TASK INSTRUCTIONS
Render every line of the data below as a Markdown table with the columns Row and Line, numbering the rows and skipping blank lines. Leave the pictures out.

PROVIDED MATERIAL

▬▬▬

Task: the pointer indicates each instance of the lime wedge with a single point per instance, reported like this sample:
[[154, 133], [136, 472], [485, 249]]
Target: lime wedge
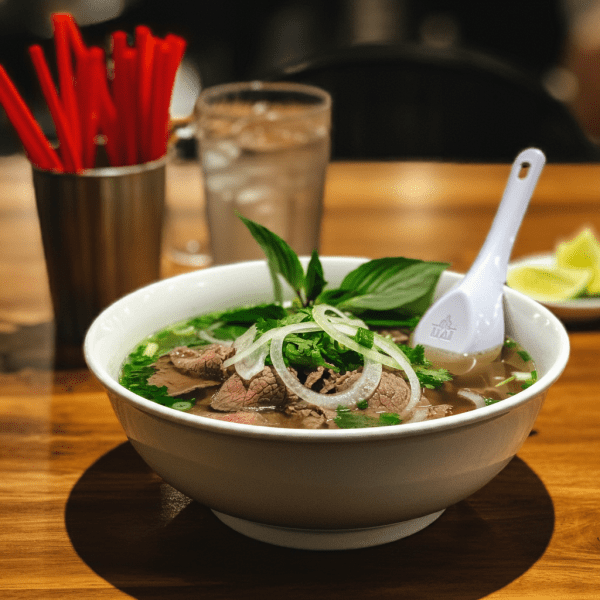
[[549, 284], [582, 252]]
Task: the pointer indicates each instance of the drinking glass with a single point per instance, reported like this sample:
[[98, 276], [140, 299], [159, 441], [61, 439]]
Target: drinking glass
[[264, 150]]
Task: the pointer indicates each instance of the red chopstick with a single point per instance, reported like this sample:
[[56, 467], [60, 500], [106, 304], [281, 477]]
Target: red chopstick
[[168, 55], [144, 43], [36, 144], [75, 37], [66, 77], [69, 152], [108, 118]]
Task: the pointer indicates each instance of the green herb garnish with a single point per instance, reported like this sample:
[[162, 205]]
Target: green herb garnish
[[346, 419]]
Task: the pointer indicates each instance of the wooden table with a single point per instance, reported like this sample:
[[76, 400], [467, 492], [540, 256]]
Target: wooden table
[[82, 517]]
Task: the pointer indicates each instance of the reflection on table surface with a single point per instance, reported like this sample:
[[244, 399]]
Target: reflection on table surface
[[83, 517]]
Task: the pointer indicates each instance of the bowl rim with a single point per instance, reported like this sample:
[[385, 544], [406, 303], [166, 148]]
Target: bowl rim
[[319, 435]]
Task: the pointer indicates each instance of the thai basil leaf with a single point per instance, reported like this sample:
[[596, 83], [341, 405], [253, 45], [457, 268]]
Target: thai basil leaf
[[315, 282], [281, 258], [391, 283]]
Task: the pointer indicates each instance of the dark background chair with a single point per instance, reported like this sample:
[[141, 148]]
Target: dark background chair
[[410, 102]]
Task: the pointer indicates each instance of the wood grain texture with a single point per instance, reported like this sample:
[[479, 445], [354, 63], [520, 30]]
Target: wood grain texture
[[81, 516]]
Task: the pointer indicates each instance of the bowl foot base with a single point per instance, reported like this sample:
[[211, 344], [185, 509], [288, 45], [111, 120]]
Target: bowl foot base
[[327, 539]]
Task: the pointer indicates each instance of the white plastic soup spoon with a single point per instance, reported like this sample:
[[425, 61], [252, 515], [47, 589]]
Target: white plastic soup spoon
[[465, 327]]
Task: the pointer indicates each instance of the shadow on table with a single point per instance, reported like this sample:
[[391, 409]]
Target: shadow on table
[[150, 541]]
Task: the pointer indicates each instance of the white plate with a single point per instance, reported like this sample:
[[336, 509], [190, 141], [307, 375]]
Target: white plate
[[577, 310]]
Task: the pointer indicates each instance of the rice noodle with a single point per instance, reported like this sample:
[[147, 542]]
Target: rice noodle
[[419, 414], [205, 334], [363, 388]]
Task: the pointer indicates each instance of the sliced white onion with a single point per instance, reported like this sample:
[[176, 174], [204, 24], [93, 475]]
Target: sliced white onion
[[474, 397], [521, 375], [264, 339], [203, 334], [363, 388], [419, 414], [254, 363]]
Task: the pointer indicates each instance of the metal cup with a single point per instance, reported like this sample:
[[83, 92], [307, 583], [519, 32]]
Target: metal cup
[[101, 232]]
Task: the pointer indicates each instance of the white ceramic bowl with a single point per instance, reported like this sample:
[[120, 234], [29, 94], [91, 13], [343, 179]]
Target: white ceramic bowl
[[324, 489]]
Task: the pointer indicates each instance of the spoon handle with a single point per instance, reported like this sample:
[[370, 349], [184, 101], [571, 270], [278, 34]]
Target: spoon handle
[[495, 252]]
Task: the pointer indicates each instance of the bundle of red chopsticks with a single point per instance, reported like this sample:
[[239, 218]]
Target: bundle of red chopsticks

▬▬▬

IN RESPONSE
| Row | Line |
|---|---|
| 1 | Task: the pointer indicates each instance of the lime wedge with a single point per instance, reported like this sample: |
| 2 | [[154, 133], [136, 472], [485, 249]] |
| 3 | Target: lime wedge |
| 4 | [[549, 284], [582, 252]] |
| 5 | Task: the pointer indicates each instance of the drinking glass with a single point per instance, reported like this sample: |
| 6 | [[98, 276], [140, 299], [159, 441], [61, 439]] |
| 7 | Target: drinking glass |
| 8 | [[264, 150]] |
| 9 | Task: the pointer indicates each instance of the red chopstick with a single point per instance, reported like this sample: |
| 10 | [[56, 467], [60, 500], [106, 304], [281, 477]] |
| 11 | Target: red chopstick |
| 12 | [[168, 55], [144, 43], [36, 144], [75, 37], [66, 77], [69, 152], [108, 118]] |
| 13 | Task: the pointer indicates each instance of the green herb garnish with a single point per instance, reported like this sample: |
| 14 | [[162, 205]] |
| 15 | Target: green herb garnish |
| 16 | [[346, 419]] |
| 17 | Task: the pointer indicates each instance of the wooden table with a single point per instance, reported like this sample: |
| 18 | [[76, 400], [467, 492], [540, 256]] |
| 19 | Target: wooden table |
| 20 | [[82, 517]] |
| 21 | Task: the pointer indicates each instance of the reflection on table surface with a single point per instance, reported like this sample: |
| 22 | [[244, 399]] |
| 23 | Target: reflection on table surface |
| 24 | [[83, 517]] |
| 25 | Task: the pointer indicates each instance of the bowl rim with a single point per instance, reported like this sample: |
| 26 | [[385, 544], [406, 303], [166, 148]] |
| 27 | Target: bowl rim |
| 28 | [[319, 435]] |
| 29 | Task: the pointer indicates each instance of the thai basil leaf with a single point per instance, reported like this sample: |
| 30 | [[596, 83], [341, 405], [253, 45], [457, 268]] |
| 31 | Target: thai basil leaf |
| 32 | [[315, 282], [281, 258], [391, 283]] |
| 33 | Task: the pointer indicates each instance of the dark background chair with a single point per instance, reported like this sample: |
| 34 | [[141, 148]] |
| 35 | Target: dark background chair |
| 36 | [[410, 102]] |
| 37 | Task: the pointer indicates each instance of the wood grain texture with a single point per instance, reported like this sample: |
| 38 | [[479, 445], [354, 63], [520, 30]] |
| 39 | Target: wood grain texture |
| 40 | [[81, 516]] |
| 41 | Task: the pointer indicates each instance of the bowl foot base with a single point per instance, reported like this sample: |
| 42 | [[211, 344], [185, 509], [288, 45], [111, 120]] |
| 43 | Target: bowl foot base |
| 44 | [[327, 539]] |
| 45 | Task: the pointer indicates each instance of the white plastic soup spoon with a single point per instance, reported like this sample: |
| 46 | [[425, 61], [252, 515], [47, 589]] |
| 47 | Target: white plastic soup spoon |
| 48 | [[465, 327]] |
| 49 | Task: the pointer indicates each instance of the shadow on table with a single point per instance, reported like this sample: |
| 50 | [[391, 409]] |
| 51 | Target: shadow on table |
| 52 | [[150, 541]] |
| 53 | Task: the pointer indicates each instance of the white plate with a single point per instance, reported like this sample: |
| 54 | [[336, 509], [190, 141], [307, 375]] |
| 55 | Target: white plate |
| 56 | [[577, 310]] |
| 57 | Task: the pointer indicates each instance of the rice noodle with a single point per instance, reported like this sample: |
| 58 | [[147, 542]] |
| 59 | Target: rice noodle |
| 60 | [[419, 414], [205, 334], [363, 388]] |
| 61 | Task: the pointer indicates each instance of the sliced white onion with a single point per instance, reported like this sample: |
| 62 | [[176, 174], [204, 24], [93, 475]] |
| 63 | Target: sliced white onion |
| 64 | [[474, 397], [521, 375], [264, 339], [203, 334], [363, 388], [419, 414], [254, 363]] |
| 65 | Task: the pointer indicates each instance of the metal cup with a single point per instance, reported like this sample: |
| 66 | [[83, 92], [307, 583], [519, 32]] |
| 67 | Target: metal cup |
| 68 | [[101, 232]] |
| 69 | Task: the pointer indicates each instance of the white ceramic bowl with a single point per instance, reported like this sample: |
| 70 | [[120, 234], [29, 94], [91, 13], [343, 179]] |
| 71 | Target: white ceramic bowl |
| 72 | [[324, 489]] |
| 73 | Task: the pointer indicates each instance of the spoon handle with a single point per instance, reported like this sample: |
| 74 | [[370, 349], [184, 101], [571, 270], [278, 34]] |
| 75 | Target: spoon handle |
| 76 | [[495, 252]] |
| 77 | Task: the pointer indicates each instance of the bundle of red chopsticks with a single point per instance, reported like this sample: |
| 78 | [[239, 218]] |
| 79 | Target: bundle of red chopsticks |